● ページ抜粋:

::::::::

重要:JWTで署名されたメタデータを使用してインストールする機能は、Pendoの担当者が有効にする必要があります。アクセスを希望される場合は、Pendoサポートにご連絡ください。
通常のPendoインストールでは、アプリケーションはメタデータをJSONオブジェクトとしてPendoサーバーに渡します。アプリケーションとPendoの間でやり取りするデータはすべて、Security Sockets Layer(SSL)プロトコルで暗号化されて転送されます。
一部の業種では、さらに通信中にメタデータが改ざんされていないことを保証する必要があります。Pendoの署名付きメタデータにはJSON Web Tokens(JWT)を使う必要があります。JWTは、二者間での安全なクレームを表すためのオープンな業界標準方式(RFC 7519)です。
この記事では、JWTで署名付きメタデータを使用してPendoをインストールするプロセスについて説明します。 これは概ね、以下の手順で実施します。
JSON Web Token(JWT)のインストール
JSON Web Token(JWT)は、当事者間で情報をJSONオブジェクトとして安全に送信するためのコンパクトで自己完結型の方法を定義するオープンスタンダードです。
署名付きメタデータは、メタデータにJWTを添付して、メタデータが変更されていないこと、およびアプリケーション以外のソースから送信されたものではないことを検証するために使用されます。これは任意で、ほとんどのインストールでは不要です。これを使うと複雑になるだけでなく、誤って実装されている場合にデータが失われる可能性があります。
PendoのインストールスクリプトまたはSDKモバイルインテグレーションと連動して署名付きメタデータを使用する場合、Pendoに渡されるメタデータを署名付きトークンに格納して、その中に含まれるクレームの完全性を検証する必要があります。クレームは他の当事者が参照できます。クレームを参照できるかどうかは標準的なデータ暗号化の問題ですが、署名はメッセージが途中で変更されていないことを確認する目的で使われます。
JWTは暗号化ではありません。ホテルの鍵のようなものだと考えてださい。ホテルのフロントでチェックインすると渡されるプラスチック製の電子カードキー(トークン)を使って自分の部屋、プール、駐車場に入ることができますが、他の人の部屋やマネージャーのオフィスに入ることはできません。自分の鍵を使って自分の部屋に入れますが、他の人はその鍵を持っていないためあなたの部屋には入れません。滞在が終わった後のホテルの鍵のように、トークンも期限が切れると使えません。
前提条件
JWTを用いて署名されたメタデータを使用してインストールするには、以下が必要です。
- JWTでインストールするサブスクリプションの有効な署名付きメタデータのアクセス権。デフォルトではオフになっている有料機能で、Pendoの担当者が有効にする必要があります。
- Pendoサブスクリプションへの管理者ユーザーアクセス権。
-
Pendoのインストールコードを変更し、JSONウェブトークンを生成して送信するためのエンジニアリングリソース。
JWTを用いたスムーズなインストールを行うには、まずPendoを署名付きメタデータなしでインストールすることをお勧めします。
- ウェブでの直接実装の詳細については、インストールスクリプトを使用したPendoの実装に関する開発者ガイドを参照してください。
- モバイル実装の詳細については、開発者向けインストールガイド(PendoモバイルSDK)を参照してください。

::::::::

● 作業用データ:
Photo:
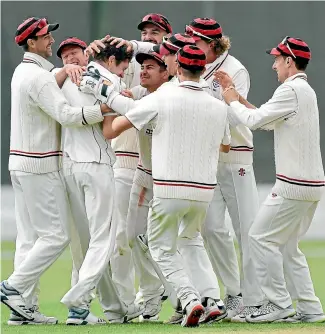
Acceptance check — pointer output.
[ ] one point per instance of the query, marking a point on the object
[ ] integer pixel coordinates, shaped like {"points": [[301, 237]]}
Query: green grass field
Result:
{"points": [[55, 282]]}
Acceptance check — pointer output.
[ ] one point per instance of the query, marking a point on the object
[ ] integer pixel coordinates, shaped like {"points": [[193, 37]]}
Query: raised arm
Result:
{"points": [[48, 96], [283, 104]]}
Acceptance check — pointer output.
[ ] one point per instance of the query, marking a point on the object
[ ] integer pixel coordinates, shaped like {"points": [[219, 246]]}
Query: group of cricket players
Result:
{"points": [[132, 159]]}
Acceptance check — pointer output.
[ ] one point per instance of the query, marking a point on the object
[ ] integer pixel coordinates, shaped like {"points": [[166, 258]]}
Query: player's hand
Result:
{"points": [[230, 95], [74, 72], [142, 196], [224, 79], [120, 42], [127, 93], [93, 83], [94, 47]]}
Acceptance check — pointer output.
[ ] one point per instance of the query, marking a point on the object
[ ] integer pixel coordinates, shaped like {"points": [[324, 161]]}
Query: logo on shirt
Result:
{"points": [[241, 172], [215, 84], [149, 132]]}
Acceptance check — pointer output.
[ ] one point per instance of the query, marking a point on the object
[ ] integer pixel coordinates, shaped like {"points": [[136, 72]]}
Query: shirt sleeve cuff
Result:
{"points": [[138, 126], [91, 115]]}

::::::::

● やること:
1 – ページ抜粋によると、JWTはどのRFCで定められたオープンな業界標準方式ですか。
2 – すべての記録を、「Result」を「Answer」に置き換えて更新し、ほかは変えずに全行を示してください。写真は含めないでください。
ページ抜粋と記録は互いに関係がありません。

● 各タスクの回答:
1 – RFC 7519です。

2 –
Photo:
Acceptance check — pointer output.
[ ] one point per instance of the query, marking a point on the object
[ ] integer pixel coordinates, shaped like {"points": [[301, 237]]}
Query: green grass field
Answer:
{"points": [[55, 282]]}
Acceptance check — pointer output.
[ ] one point per instance of the query, marking a point on the object
[ ] integer pixel coordinates, shaped like {"points": [[193, 37]]}
Query: raised arm
Answer:
{"points": [[48, 96], [283, 104]]}
Acceptance check — pointer output.
[ ] one point per instance of the query, marking a point on the object
[ ] integer pixel coordinates, shaped like {"points": [[219, 246]]}
Query: group of cricket players
Answer:
{"points": [[132, 159]]}
Acceptance check — pointer output.
[ ] one point per instance of the query, marking a point on the object
[ ] integer pixel coordinates, shaped like {"points": [[166, 258]]}
Query: player's hand
Answer:
{"points": [[230, 95], [74, 72], [142, 196], [224, 79], [120, 42], [127, 93], [93, 83], [94, 47]]}
Acceptance check — pointer output.
[ ] one point per instance of the query, marking a point on the object
[ ] integer pixel coordinates, shaped like {"points": [[324, 161]]}
Query: logo on shirt
Answer:
{"points": [[241, 172], [215, 84], [149, 132]]}
Acceptance check — pointer output.
[ ] one point per instance of the query, marking a point on the object
[ ] integer pixel coordinates, shaped like {"points": [[136, 72]]}
Query: shirt sleeve cuff
Answer:
{"points": [[138, 126], [91, 115]]}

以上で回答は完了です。